[BEGIN Extract to read]

PostgreSQL indices on multi fields queries

Question 1

I have the following table:

id message_read notification_sent send_date text version recipient sender 
-- ------------ ----------------- ------------------- --------------------------------------------------- ------- --------- ------ 
1 true false 2015年02月27日 00:00:00 Bonjour. Je suis disponible pour la garde partagée. 0 2 3 
3 false false 2015年03月01日 00:00:00 Je suis disponible pour vous rencontrer dès demain. 0 2 3 
12 false false 2015年02月27日 00:00:00 Hello dude 0 2 1

The query below is the type of queries that typically get run on this table:

select * from public.message
where (recipient = 2 and sender = 3) or (sender = 2 and recipient = 3);

I am trying to create efficient indices on this table and bearing in mind the kind of queries run on it.

Here are my indices:

CREATE INDEX recipient_idx ON message(recipient);
CREATE INDEX sender_idx ON message(sender);

and here is the output of a explain analyze on the query above:

QUERY PLAN 
-------------------------------------------------------------------------------------------------------------------------- 
Bitmap Heap Scan on message (cost=8.57..13.40 rows=1 width=49) (actual time=0.072..0.075 rows=3 loops=1) 
 Recheck Cond: ((sender = 3) OR (recipient = 3)) 
 Filter: (((recipient = 2) AND (sender = 3)) OR ((sender = 2) AND (recipient = 3))) 
 Heap Blocks: exact=1 
 -> BitmapOr (cost=8.57..8.57 rows=2 width=0) (actual time=0.050..0.050 rows=0 loops=1) 
 -> Bitmap Index Scan on sender_idx (cost=0.00..4.28 rows=1 width=0) (actual time=0.037..0.037 rows=2 loops=1) 
 Index Cond: (sender = 3) 
 -> Bitmap Index Scan on recipient_idx (cost=0.00..4.28 rows=1 width=0) (actual time=0.009..0.009 rows=1 loops=1) 
 Index Cond: (recipient = 3) 
Planning time: 0.468 ms 
Execution time: 0.188 ms

Can anyone please tell me what I am getting wrong? Why isn't my query using a btree index and a bitmap one instead? How can I improve my indices?

edit:

Here is what I've tried:

CREATE INDEX recipient_sender_idx ON message(recipient, sender);

Running the explain analyze now yields:

QUERY PLAN 
-------------------------------------------------------------------------------------------------------------------------- 
Bitmap Heap Scan on message (cost=8.57..13.40 rows=1 width=49) (actual time=0.035..0.038 rows=3 loops=1) 
 Recheck Cond: ((sender = 3) OR (recipient = 3)) 
 Filter: (((recipient = 2) AND (sender = 3)) OR ((sender = 2) AND (recipient = 3))) 
 Heap Blocks: exact=1 
 -> BitmapOr (cost=8.57..8.57 rows=2 width=0) (actual time=0.023..0.023 rows=0 loops=1) 
 -> Bitmap Index Scan on sender_idx (cost=0.00..4.28 rows=1 width=0) (actual time=0.015..0.015 rows=2 loops=1) 
 Index Cond: (sender = 3) 
 -> Bitmap Index Scan on recipient_idx (cost=0.00..4.28 rows=1 width=0) (actual time=0.007..0.007 rows=1 loops=1) 
 Index Cond: (recipient = 3)

[END Extract to read]
[BEGIN Provided information]

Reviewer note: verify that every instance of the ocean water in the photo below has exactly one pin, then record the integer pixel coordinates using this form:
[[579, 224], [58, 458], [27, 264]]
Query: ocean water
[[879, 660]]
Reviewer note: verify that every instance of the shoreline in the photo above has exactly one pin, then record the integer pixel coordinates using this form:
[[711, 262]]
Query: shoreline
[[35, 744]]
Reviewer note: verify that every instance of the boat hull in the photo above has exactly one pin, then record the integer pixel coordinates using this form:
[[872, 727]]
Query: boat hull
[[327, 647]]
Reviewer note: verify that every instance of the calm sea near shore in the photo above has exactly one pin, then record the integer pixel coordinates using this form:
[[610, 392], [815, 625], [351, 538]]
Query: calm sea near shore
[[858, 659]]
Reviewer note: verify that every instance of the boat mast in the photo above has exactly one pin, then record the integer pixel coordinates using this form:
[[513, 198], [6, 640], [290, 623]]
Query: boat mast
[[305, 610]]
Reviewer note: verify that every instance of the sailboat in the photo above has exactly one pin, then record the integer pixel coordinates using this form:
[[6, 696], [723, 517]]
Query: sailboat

[END Provided information]

#### [What needs to be done]
Pick up the PostgreSQL index question at the point where it stops and write what comes next. The entries play no part here.

#### [Exercise result]
Planning time: 0.183 ms 
Execution time: 0.070 ms

edit 2:

explain analyze
select * from public.message
where recipient = 2 and sender = 3 
UNION ALL
select * from public.message
where sender = 2 and recipient = 3

yields:

QUERY PLAN 
--------------------------------------------------------------------------------------------------------------------------------------------- 
Append (cost=0.29..16.63 rows=2 width=49) (actual time=0.031..0.043 rows=3 loops=1) 
 -> Index Scan using recipient_sender_idx on message (cost=0.29..8.31 rows=1 width=49) (actual time=0.030..0.031 rows=2 loops=1) 
 Index Cond: ((recipient = 2) AND (sender = 3)) 
 -> Index Scan using recipient_sender_idx on message message_1 (cost=0.29..8.31 rows=1 width=49) (actual time=0.009..0.010 rows=1 loops=1) 
 Index Cond: ((recipient = 3) AND (sender = 2)) 
Planning time: 0.389 ms 
Execution time: 0.075 ms

but it is not feasible to modify my SQL query.

Question 2

It looks completely reasonable to me, given the existing indexes - the information needed for finding the requested rows is split into two indexes. Try to create a new one on (recipient, sender) and check if you get a result you expect.

Question 3

Thanks dezso. Just one question though, do I need two indices as follows: one(recipient, sender) and two(sender, recipient) - in different order or just the one you advised?

Question 4

I have tried as advised, I still don't get any mention of the recipient_sender_idx being used. Do I need to remove the two first indices?

Question 5

Have you ANALYZEd the table? How many rows do you have in the table and how many match this condition?

Question 6

I have 1K rows in the message table and 3 rows meet the condition. I am not sure about the ANALYZE. Can you point me in the right direction as to how to use ANALYZE?

Question 7

I think the reason it's picking the single indexes and ORing them is that your data is toy-sized; witness:

 -> BitmapOr (rows=0 loops=1) 
 -> Bitmap Index Scan on sender_idx (rows=2 loops=1) 
 Index Cond: (sender = 3) 
 -> Bitmap Index Scan on recipient_idx (rows=1 loops=1) 
 Index Cond: (recipient = 3)

and

 scanned 101 of 101 pages, containing 9642 live rows

The table is pretty tiny and the indexes are highly selective, so it's probably faster to scan the smaller indexes then filter the results. There's no point using a composite index when the singular indexes find just a couple of rows anyway.

If the data was bigger and/or there were more rows for a given sender/recipient, it should ideally use two independent index scans on a composite index, then merging them. I don't think the planner is smart enough to realise that this can be executed as two queries and UNIONed,though, so the best you're going to get is probably two bitmap index scans on the composite index, then a BitmapOr.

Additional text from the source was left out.